##### Records to process #####

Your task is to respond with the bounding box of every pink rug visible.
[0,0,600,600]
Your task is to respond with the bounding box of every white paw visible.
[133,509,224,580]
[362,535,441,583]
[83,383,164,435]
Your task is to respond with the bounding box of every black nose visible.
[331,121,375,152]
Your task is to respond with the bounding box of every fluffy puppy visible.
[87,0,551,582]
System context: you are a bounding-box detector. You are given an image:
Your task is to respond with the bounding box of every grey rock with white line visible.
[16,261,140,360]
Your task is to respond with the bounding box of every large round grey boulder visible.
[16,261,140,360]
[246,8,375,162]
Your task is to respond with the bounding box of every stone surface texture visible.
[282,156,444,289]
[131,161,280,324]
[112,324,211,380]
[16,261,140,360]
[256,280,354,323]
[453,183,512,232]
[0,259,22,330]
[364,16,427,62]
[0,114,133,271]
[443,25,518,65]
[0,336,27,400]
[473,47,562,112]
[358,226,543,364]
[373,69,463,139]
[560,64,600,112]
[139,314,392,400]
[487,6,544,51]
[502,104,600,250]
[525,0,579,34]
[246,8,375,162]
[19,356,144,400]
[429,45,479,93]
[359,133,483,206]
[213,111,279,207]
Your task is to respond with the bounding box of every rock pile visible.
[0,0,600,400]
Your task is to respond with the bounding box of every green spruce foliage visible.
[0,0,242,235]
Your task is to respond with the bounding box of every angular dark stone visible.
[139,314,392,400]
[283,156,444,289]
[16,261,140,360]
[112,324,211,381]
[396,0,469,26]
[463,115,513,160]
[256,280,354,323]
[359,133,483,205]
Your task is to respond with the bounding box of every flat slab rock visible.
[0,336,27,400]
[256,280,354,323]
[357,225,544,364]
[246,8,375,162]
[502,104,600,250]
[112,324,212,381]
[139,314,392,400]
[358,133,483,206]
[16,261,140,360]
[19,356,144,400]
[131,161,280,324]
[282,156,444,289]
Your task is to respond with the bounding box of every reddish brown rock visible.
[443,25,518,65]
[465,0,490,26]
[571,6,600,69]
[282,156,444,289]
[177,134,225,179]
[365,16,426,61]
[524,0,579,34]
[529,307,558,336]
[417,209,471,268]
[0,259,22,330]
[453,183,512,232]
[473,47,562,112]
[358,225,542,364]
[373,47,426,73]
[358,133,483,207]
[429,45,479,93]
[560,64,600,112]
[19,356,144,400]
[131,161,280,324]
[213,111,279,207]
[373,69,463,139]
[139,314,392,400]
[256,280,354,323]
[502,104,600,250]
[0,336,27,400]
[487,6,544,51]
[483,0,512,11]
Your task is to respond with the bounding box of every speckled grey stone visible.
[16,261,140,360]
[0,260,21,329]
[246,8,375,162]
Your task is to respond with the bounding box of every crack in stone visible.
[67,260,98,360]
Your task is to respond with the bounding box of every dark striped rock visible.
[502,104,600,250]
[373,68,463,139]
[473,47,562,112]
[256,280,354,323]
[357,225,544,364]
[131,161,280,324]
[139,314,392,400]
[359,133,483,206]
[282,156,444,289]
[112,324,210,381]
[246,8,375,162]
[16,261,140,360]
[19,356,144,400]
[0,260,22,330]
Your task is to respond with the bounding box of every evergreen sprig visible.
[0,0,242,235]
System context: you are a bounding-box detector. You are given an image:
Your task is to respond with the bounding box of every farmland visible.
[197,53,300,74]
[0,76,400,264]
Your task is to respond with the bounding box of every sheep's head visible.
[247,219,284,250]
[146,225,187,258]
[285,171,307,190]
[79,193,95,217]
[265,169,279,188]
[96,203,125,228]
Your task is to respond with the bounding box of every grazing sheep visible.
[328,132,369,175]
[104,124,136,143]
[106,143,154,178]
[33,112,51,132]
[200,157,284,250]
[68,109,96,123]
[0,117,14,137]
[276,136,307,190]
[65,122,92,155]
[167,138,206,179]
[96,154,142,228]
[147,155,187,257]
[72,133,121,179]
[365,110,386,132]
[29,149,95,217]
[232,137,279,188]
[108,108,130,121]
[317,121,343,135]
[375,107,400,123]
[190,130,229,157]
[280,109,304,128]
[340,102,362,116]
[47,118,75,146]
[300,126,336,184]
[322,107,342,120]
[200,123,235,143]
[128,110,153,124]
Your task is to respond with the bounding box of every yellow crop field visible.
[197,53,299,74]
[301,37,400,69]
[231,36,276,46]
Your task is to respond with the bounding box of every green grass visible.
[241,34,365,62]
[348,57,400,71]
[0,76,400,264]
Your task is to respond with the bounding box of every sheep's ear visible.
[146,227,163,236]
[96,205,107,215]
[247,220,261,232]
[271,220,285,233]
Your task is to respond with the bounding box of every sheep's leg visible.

#####

- [Problem statement]
Turn every row above into a JSON list of strings, one string per line, and leave out any blank lines.

- [Solution to this exercise]
[
  "Your task is to respond with the bounding box of every pink rug visible.",
  "[0,0,600,600]",
  "Your task is to respond with the bounding box of every white paw visible.",
  "[133,509,224,580]",
  "[362,535,441,583]",
  "[83,383,164,435]",
  "Your task is to respond with the bounding box of every black nose visible.",
  "[331,121,375,152]",
  "Your task is to respond with the bounding box of every fluffy puppy visible.",
  "[87,0,551,582]",
  "System context: you are a bounding-box detector. You are given an image:",
  "Your task is to respond with the bounding box of every grey rock with white line visible.",
  "[16,261,140,360]",
  "Your task is to respond with the bounding box of every large round grey boulder visible.",
  "[16,261,140,360]",
  "[246,8,375,162]",
  "Your task is to respond with the bounding box of every stone surface texture visible.",
  "[282,156,444,289]",
  "[131,161,280,324]",
  "[112,324,211,380]",
  "[16,261,140,360]",
  "[256,280,354,323]",
  "[453,183,512,232]",
  "[0,259,22,330]",
  "[364,16,427,62]",
  "[0,114,133,271]",
  "[443,25,518,65]",
  "[0,336,27,400]",
  "[473,47,562,112]",
  "[358,226,543,364]",
  "[373,69,463,139]",
  "[560,64,600,112]",
  "[139,314,392,400]",
  "[487,6,544,51]",
  "[502,104,600,250]",
  "[525,0,579,34]",
  "[246,8,375,162]",
  "[19,356,144,400]",
  "[429,45,479,93]",
  "[359,133,483,206]",
  "[213,111,279,207]",
  "Your task is to respond with the bounding box of every rock pile visible.",
  "[0,0,600,400]",
  "Your task is to respond with the bounding box of every green spruce foliage visible.",
  "[0,0,242,235]",
  "Your task is to respond with the bounding box of every angular dark stone visible.",
  "[139,314,392,400]",
  "[283,156,444,289]",
  "[16,261,140,360]",
  "[112,324,211,381]",
  "[396,0,469,26]",
  "[463,115,513,160]",
  "[256,280,354,323]",
  "[359,133,483,205]",
  "Your task is to respond with the bounding box of every flat slab rock visible.",
  "[0,336,27,400]",
  "[256,280,354,323]",
  "[357,225,544,364]",
  "[246,8,375,162]",
  "[502,104,600,250]",
  "[112,324,212,381]",
  "[139,314,392,400]",
  "[358,133,483,206]",
  "[16,261,140,360]",
  "[19,356,144,400]",
  "[131,161,280,324]",
  "[282,156,444,289]",
  "Your task is to respond with the bounding box of every reddish brown rock visible.",
  "[443,25,518,65]",
  "[465,0,490,26]",
  "[571,6,600,69]",
  "[282,156,444,289]",
  "[177,134,225,179]",
  "[365,16,426,61]",
  "[524,0,579,34]",
  "[529,307,558,336]",
  "[417,209,471,268]",
  "[0,259,22,330]",
  "[453,183,512,232]",
  "[473,47,562,112]",
  "[358,225,542,364]",
  "[373,47,426,73]",
  "[358,133,483,207]",
  "[429,45,479,93]",
  "[560,64,600,112]",
  "[19,356,144,400]",
  "[131,161,280,324]",
  "[213,111,279,207]",
  "[373,69,463,139]",
  "[139,314,392,400]",
  "[256,280,354,323]",
  "[502,104,600,250]",
  "[0,336,27,400]",
  "[487,6,544,51]",
  "[483,0,512,11]",
  "Your task is to respond with the bounding box of every speckled grey stone visible.",
  "[16,261,140,360]",
  "[0,260,21,329]",
  "[246,8,375,162]",
  "Your task is to respond with the bounding box of every crack in stone visible.",
  "[67,260,98,360]",
  "Your task is to respond with the bounding box of every dark striped rock visible.",
  "[502,104,600,250]",
  "[373,68,463,139]",
  "[473,47,562,112]",
  "[256,280,354,323]",
  "[357,225,544,364]",
  "[131,161,280,324]",
  "[139,314,392,400]",
  "[359,133,483,206]",
  "[282,156,444,289]",
  "[112,324,210,381]",
  "[246,8,375,162]",
  "[16,261,140,360]",
  "[19,356,144,400]",
  "[0,260,22,330]",
  "Your task is to respond with the bounding box of every evergreen sprig visible.",
  "[0,0,242,235]",
  "System context: you are a bounding-box detector. You are given an image:",
  "Your task is to respond with the bounding box of every farmland visible.",
  "[197,53,300,74]",
  "[0,76,400,264]",
  "Your task is to respond with the bounding box of every sheep's head visible.",
  "[247,219,284,250]",
  "[146,225,187,258]",
  "[285,171,307,190]",
  "[79,193,95,217]",
  "[265,169,279,188]",
  "[96,203,125,228]",
  "Your task is to respond with the bounding box of every grazing sheep visible.",
  "[328,132,369,175]",
  "[104,124,136,143]",
  "[106,143,154,178]",
  "[33,112,51,132]",
  "[200,157,284,250]",
  "[68,109,96,123]",
  "[0,117,14,137]",
  "[276,136,307,190]",
  "[65,122,92,155]",
  "[167,138,206,179]",
  "[96,154,142,228]",
  "[147,155,187,257]",
  "[72,133,121,179]",
  "[365,110,386,132]",
  "[29,149,95,217]",
  "[232,137,279,188]",
  "[108,108,130,121]",
  "[317,121,343,135]",
  "[375,107,400,123]",
  "[190,130,229,157]",
  "[280,109,304,128]",
  "[340,102,362,116]",
  "[47,118,75,146]",
  "[300,126,336,184]",
  "[322,107,342,120]",
  "[200,123,235,143]",
  "[128,110,153,124]",
  "Your task is to respond with the bounding box of every yellow crop field visible.",
  "[197,53,299,74]",
  "[301,37,400,69]",
  "[231,36,276,46]",
  "Your task is to respond with the bounding box of every green grass visible.",
  "[241,34,365,62]",
  "[348,57,400,71]",
  "[0,76,400,264]",
  "Your task is to respond with the bounding box of every sheep's ear visible.",
  "[146,227,163,236]",
  "[96,205,107,215]",
  "[247,220,261,232]",
  "[271,220,285,233]",
  "Your task is to respond with the bounding box of every sheep's leg visible."
]